# There's More than 1 Great Tasting Fish in the Sea



## Chief Longwind Of The North (Sep 27, 2016)

You've all heard me extol the virtues of the trout, char, and salmon family of fish.  And I've stated on DC that swordfish is right up there on my list of favorites as well.  Well now, I have another to add to the list of exceptional fish.  I heated up a 11 inch SS pan, then added 1 tbs. oil and swirled it around.  I opened the fish packets, giving me to beautiful fillets that I lightly seasoned with simply S&P.  I placed the fillets into the pan over medium heat and cooked until the outside was very lightly browned, and the inside flesh was cooked through.  I took my first ever taste of the delectable sea creature and fell in love.  The fish wasn't sweet like pollock, or cod.  It wasn't oily.  The flesh was white, firm and beautifully flaky, with a sublime texture.  There was just enough fish flavor to excite my taste-buds without making my mouth scream - fish!

"What could this miraculous creature from the briny-blue be?, you might ask.  It was Mahi-Mahi, or dolphin (the fish, not the mamal), and it was delicious.  How come we don't grow these in Lake Superior?  There must be some way of breeding fresh water mahi mahi.

If you haven't tried it, and you like mild, firm fish, you have got to try this stuff.  it's amazing.  Nuf said.

Seeeeeeeya; Chief Longwind of the North


----------



## RPCookin (Sep 27, 2016)

## Record excerpts:

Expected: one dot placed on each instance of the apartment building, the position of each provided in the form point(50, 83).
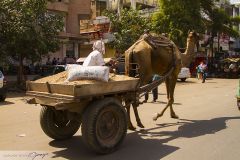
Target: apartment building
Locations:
point(74, 11)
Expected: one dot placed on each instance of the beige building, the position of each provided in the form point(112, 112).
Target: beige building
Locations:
point(74, 11)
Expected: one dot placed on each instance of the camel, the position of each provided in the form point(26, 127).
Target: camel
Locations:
point(157, 55)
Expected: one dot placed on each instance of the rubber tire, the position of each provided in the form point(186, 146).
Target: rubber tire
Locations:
point(89, 125)
point(183, 79)
point(2, 98)
point(49, 127)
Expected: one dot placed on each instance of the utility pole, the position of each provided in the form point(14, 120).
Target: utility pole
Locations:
point(120, 7)
point(133, 4)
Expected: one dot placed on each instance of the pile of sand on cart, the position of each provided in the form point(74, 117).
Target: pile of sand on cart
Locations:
point(61, 77)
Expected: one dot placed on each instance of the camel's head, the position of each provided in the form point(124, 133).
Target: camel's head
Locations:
point(193, 36)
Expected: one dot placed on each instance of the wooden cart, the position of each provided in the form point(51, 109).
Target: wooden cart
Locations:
point(97, 107)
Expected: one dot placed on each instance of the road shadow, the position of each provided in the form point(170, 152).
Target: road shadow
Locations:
point(133, 147)
point(144, 144)
point(191, 128)
point(186, 82)
point(163, 102)
point(5, 103)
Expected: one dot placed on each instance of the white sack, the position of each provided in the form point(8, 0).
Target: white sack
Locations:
point(89, 72)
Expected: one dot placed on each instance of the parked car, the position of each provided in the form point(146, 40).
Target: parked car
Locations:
point(3, 90)
point(184, 74)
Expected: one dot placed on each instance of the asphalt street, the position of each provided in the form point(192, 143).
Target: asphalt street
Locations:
point(208, 128)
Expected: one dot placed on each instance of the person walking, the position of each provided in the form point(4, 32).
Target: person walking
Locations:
point(203, 68)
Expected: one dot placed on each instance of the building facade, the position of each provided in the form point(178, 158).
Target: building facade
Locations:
point(74, 11)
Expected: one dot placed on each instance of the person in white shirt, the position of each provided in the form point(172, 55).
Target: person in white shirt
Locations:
point(95, 58)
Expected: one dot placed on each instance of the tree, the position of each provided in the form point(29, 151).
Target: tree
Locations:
point(127, 29)
point(219, 22)
point(177, 18)
point(28, 30)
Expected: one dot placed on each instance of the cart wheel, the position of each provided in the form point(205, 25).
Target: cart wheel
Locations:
point(56, 125)
point(104, 125)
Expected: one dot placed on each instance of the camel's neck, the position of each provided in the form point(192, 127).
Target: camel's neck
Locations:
point(188, 55)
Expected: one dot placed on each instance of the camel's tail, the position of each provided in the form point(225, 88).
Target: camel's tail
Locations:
point(128, 61)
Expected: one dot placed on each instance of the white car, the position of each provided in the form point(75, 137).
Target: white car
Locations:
point(184, 74)
point(2, 87)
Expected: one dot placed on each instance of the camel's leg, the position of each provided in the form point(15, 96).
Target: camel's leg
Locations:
point(139, 123)
point(171, 100)
point(168, 104)
point(130, 125)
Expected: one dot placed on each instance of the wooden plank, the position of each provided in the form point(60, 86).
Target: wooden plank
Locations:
point(105, 88)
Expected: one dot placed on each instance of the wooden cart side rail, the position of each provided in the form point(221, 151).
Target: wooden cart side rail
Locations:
point(51, 95)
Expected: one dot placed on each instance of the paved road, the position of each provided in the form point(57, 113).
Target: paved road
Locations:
point(208, 128)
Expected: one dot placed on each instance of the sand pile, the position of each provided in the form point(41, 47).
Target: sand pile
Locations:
point(62, 76)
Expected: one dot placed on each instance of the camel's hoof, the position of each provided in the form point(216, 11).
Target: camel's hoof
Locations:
point(141, 125)
point(174, 116)
point(155, 117)
point(132, 128)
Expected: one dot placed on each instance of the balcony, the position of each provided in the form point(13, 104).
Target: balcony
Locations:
point(58, 6)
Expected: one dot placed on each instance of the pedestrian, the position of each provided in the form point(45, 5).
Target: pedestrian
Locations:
point(48, 61)
point(203, 69)
point(199, 75)
point(154, 91)
point(54, 61)
point(95, 58)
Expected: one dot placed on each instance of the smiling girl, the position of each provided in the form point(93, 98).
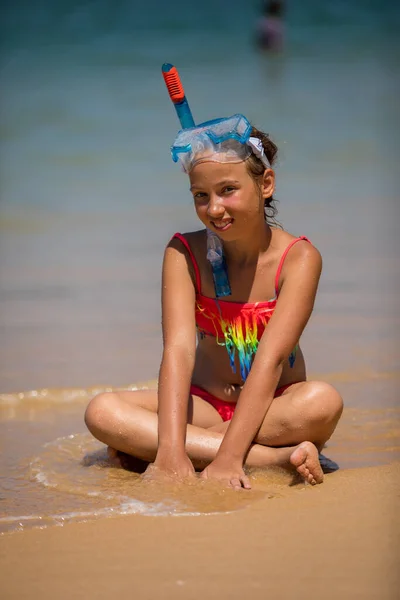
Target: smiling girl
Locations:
point(236, 297)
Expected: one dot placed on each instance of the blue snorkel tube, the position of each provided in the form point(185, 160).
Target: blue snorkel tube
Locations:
point(215, 252)
point(177, 95)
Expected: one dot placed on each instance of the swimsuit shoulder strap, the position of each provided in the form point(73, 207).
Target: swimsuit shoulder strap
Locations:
point(184, 241)
point(279, 269)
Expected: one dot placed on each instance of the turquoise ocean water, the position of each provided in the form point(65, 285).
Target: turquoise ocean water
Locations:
point(89, 197)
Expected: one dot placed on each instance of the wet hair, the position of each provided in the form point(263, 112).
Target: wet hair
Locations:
point(256, 170)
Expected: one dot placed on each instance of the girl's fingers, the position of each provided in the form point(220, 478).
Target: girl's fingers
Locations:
point(238, 482)
point(246, 482)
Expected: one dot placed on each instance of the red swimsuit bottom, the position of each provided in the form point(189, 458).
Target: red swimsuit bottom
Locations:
point(224, 407)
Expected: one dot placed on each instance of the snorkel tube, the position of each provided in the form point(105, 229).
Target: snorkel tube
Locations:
point(215, 252)
point(177, 95)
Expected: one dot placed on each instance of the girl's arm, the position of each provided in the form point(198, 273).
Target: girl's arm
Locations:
point(301, 274)
point(179, 337)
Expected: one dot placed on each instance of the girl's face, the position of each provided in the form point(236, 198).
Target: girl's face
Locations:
point(227, 199)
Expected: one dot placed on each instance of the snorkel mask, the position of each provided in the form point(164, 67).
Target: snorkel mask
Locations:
point(220, 140)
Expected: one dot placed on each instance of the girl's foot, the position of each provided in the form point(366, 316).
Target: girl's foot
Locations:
point(126, 461)
point(305, 459)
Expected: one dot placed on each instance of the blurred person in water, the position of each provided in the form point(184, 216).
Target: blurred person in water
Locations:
point(236, 297)
point(270, 28)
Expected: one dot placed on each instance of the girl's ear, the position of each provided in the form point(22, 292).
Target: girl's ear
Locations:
point(268, 184)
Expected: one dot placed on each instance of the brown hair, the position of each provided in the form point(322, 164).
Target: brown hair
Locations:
point(256, 170)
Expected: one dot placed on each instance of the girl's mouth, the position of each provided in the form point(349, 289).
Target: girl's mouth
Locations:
point(222, 225)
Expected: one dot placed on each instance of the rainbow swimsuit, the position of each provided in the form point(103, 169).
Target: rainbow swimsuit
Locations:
point(236, 325)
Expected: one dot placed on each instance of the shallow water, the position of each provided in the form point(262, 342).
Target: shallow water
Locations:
point(89, 198)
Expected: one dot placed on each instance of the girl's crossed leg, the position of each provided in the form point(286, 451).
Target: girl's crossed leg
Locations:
point(297, 423)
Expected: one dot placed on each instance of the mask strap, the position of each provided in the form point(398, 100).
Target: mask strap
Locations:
point(258, 149)
point(215, 255)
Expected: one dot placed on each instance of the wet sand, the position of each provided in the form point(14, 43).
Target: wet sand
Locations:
point(336, 540)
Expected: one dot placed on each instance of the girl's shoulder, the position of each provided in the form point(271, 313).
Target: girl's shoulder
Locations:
point(196, 241)
point(290, 249)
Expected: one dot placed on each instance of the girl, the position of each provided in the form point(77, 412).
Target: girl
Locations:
point(239, 396)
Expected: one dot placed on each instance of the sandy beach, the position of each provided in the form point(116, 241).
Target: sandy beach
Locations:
point(336, 540)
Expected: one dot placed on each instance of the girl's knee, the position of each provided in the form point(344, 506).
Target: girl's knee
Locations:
point(98, 414)
point(322, 402)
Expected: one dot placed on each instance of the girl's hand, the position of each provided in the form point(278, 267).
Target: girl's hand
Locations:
point(227, 472)
point(177, 466)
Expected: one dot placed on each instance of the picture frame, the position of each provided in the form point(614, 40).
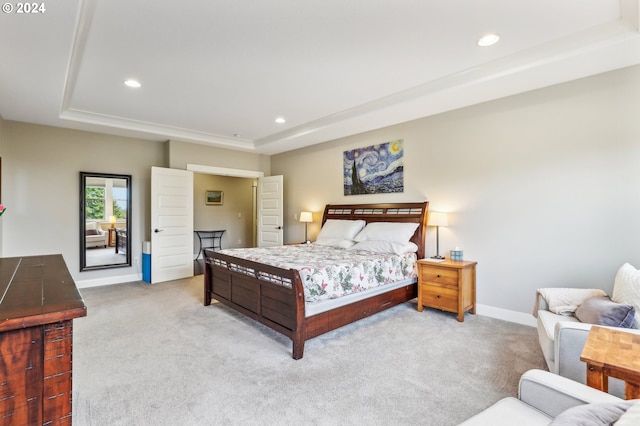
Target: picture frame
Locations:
point(214, 197)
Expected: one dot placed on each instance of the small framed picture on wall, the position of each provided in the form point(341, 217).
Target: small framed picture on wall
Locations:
point(214, 197)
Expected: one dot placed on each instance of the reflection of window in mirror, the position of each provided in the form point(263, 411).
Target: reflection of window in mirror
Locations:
point(104, 221)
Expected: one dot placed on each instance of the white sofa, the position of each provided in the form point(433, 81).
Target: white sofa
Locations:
point(95, 236)
point(562, 337)
point(543, 397)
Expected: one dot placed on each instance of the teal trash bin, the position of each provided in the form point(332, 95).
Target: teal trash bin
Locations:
point(146, 261)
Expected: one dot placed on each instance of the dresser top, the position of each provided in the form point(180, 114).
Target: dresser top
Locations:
point(37, 290)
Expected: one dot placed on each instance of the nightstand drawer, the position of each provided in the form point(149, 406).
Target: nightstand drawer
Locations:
point(440, 297)
point(442, 276)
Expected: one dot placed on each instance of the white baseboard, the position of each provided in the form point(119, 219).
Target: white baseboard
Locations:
point(506, 315)
point(107, 281)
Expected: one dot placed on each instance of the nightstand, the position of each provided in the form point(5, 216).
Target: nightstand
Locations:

## Task:
Return the stretch of the fish thread from "If you haven't" through "RPCookin (Sep 27, 2016)", copied word for word.

## The reply:
If you haven't tried it, and you like mild, firm fish, you have got to try this stuff.  it's amazing.  Nuf said.

Seeeeeeeya; Chief Longwind of the North


----------



## RPCookin (Sep 27, 2016)